§ **Stored items**:
start

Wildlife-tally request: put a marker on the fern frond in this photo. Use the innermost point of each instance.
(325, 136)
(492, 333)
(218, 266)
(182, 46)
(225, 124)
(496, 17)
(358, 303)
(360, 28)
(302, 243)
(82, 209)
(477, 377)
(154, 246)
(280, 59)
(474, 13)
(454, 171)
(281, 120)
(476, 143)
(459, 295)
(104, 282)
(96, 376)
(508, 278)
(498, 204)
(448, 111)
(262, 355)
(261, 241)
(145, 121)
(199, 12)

end

§ **Goal of the exercise**:
Rewrite the data above, replacing "fern frond" with "maple leaf" and leaving everything else unchanged.

§ **Solution for this task**:
Wildlife-tally request: put a marker on the maple leaf in this photo. Use the innermost point of each instance.
(325, 136)
(492, 333)
(218, 266)
(182, 46)
(225, 124)
(496, 17)
(358, 303)
(360, 28)
(302, 243)
(82, 209)
(477, 377)
(154, 246)
(280, 59)
(474, 13)
(454, 171)
(281, 120)
(476, 143)
(459, 295)
(104, 282)
(96, 376)
(508, 278)
(498, 204)
(448, 111)
(262, 355)
(261, 241)
(145, 121)
(199, 12)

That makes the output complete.